STUDY TEXT:
+++
Economically, compute infrastructure functions like digital capital stock, enabling innovation across multiple industries.
4. AI Diffusion Across Industrial Sectors
South Korea’s AI strategy also emphasizes industrial transformation, integrating AI across existing manufacturing sectors.
Government plans include 6 trillion won investment over five years to deploy AI technologies across industries such as:
- robotics
- automotive manufacturing
- shipbuilding
- electronics
- smart factories (아시아경제)
Figure 3
Sectoral Targets of Korea’s AI Industrial Policy
Share of AI Transformation Funding
Manufacturing ██████████████
Robotics ██████████
Automotive █████████
Shipbuilding ████████
Consumer Products █████
Public Services ███This strategy reflects South Korea’s comparative advantage in advanced manufacturing and industrial engineering.
Rather than focusing solely on software platforms, the government is attempting to integrate AI into physical production systems.
5. Sovereign Foundation Models
Another key pillar of sovereign AI policy is the development of domestic foundation models.
South Korea aims to avoid dependence on foreign AI platforms by supporting domestic large language models (LLMs).
One example is K-EXAONE, developed by LG AI Research, a multilingual model with 236 billion parameters. (arXiv)
Domestic models are important for several reasons:
- linguistic specialization (Korean language)
- data sovereignty
- industrial applications tailored to domestic sectors
From an economic perspective, foundation models function as platform technologies, potentially capturing significant rents in the digital economy.
6. AI Supply Chains and Semiconductor Advantage
South Korea’s sovereign AI strategy is closely tied to its global leadership in semiconductors.
The country is home to two dominant memory chip producers:
- Samsung Electronics
- SK Hynix
These firms play a crucial role in AI hardware supply chains, particularly in high-bandwidth memory (HBM) used in AI accelerators.
Figure 4
AI Value Chain and Korea’s Position
AI Value Chain
Data → Models → Compute → Applications
↑ ↑
Korea Korea
(LLMs) (Semiconductors)This positioning allows Korea to capture value both upstream (hardware) and downstream (AI applications).
7. Industrial Policy Framework
South Korea’s sovereign AI strategy combines multiple policy instruments.
+++
SOURCE INFORMATION:

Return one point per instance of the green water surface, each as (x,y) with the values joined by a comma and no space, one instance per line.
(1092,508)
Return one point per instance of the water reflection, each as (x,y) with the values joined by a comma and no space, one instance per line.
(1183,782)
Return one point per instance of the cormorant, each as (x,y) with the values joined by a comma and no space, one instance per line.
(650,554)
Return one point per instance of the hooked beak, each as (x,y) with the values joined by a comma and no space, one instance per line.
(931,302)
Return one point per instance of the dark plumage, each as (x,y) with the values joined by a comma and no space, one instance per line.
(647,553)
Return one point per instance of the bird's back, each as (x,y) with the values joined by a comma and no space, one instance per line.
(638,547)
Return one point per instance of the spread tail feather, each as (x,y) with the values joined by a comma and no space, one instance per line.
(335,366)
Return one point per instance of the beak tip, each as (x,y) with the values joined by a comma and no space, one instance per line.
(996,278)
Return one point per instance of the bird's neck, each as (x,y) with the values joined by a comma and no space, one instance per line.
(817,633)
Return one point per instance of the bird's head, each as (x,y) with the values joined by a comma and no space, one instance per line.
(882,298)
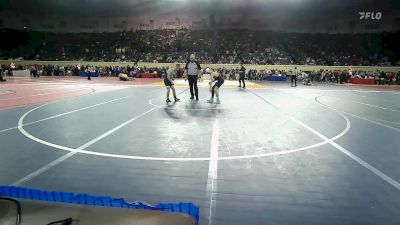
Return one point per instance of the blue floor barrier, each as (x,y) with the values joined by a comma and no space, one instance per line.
(105,201)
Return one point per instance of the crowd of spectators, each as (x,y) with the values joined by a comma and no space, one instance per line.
(221,46)
(314,76)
+++
WORK INSTRUCTION 1:
Answer these questions from the text on South Korea's AI strategy:
(a) How much investment do government plans include for deploying AI across industries, and over what period?
(b) What is the name of the model developed by LG AI Research, and how many parameters does it have?
(c) Which two memory chip producers are named as based in South Korea?
WORK INSTRUCTION 2: Carry on the text about South Korea's sovereign AI strategy, picking up after its last sentence.

EXERCISE RESULT 1:
(a) 6 trillion won over five years.
(b) K-EXAONE, with 236 billion parameters.
(c) Samsung Electronics and SK Hynix.

EXERCISE RESULT 2:
Table: Key Industrial Policy Tools
| Policy Instrument | Description |
|---|---|
| Public investment | Large-scale government AI funding |
| Infrastructure policy | National AI computing centers |
| Talent policy | Expansion of AI graduate programs |
| Industrial transformation | AI adoption across manufacturing |
| Platform development | Domestic foundation models |
This policy mix resembles the developmental state model historically used by East Asian economies, but applied to digital technology.
8. Sovereign AI and Global Technological Competition
South Korea’s strategy reflects broader global trends in AI geopolitics.
Countries increasingly compete across three layers of the AI stack:
- Compute infrastructure (GPUs, data centers)
- Foundation models
- AI-enabled industries
Figure 5
Global Sovereign AI Strategies
Country Strategy
United States Private platform dominance
China State-directed AI ecosystem
Europe Regulatory + strategic autonomy
South Korea Industrial AI + semiconductor integrationSouth Korea’s approach is distinctive because it focuses on industrial AI integration rather than pure platform competition.
Conclusion
South Korea’s sovereign AI strategy illustrates the re-emergence of industrial policy in advanced economies.
By combining large-scale public investment, national computing infrastructure, domestic AI models, and industrial transformation, the country aims to secure technological autonomy while strengthening its role in global AI supply chains.
From an economic perspective, sovereign AI represents the latest stage in the evolution of industrial policy—one centered on digital infrastructure, platform technologies, and data-driven productivity growth.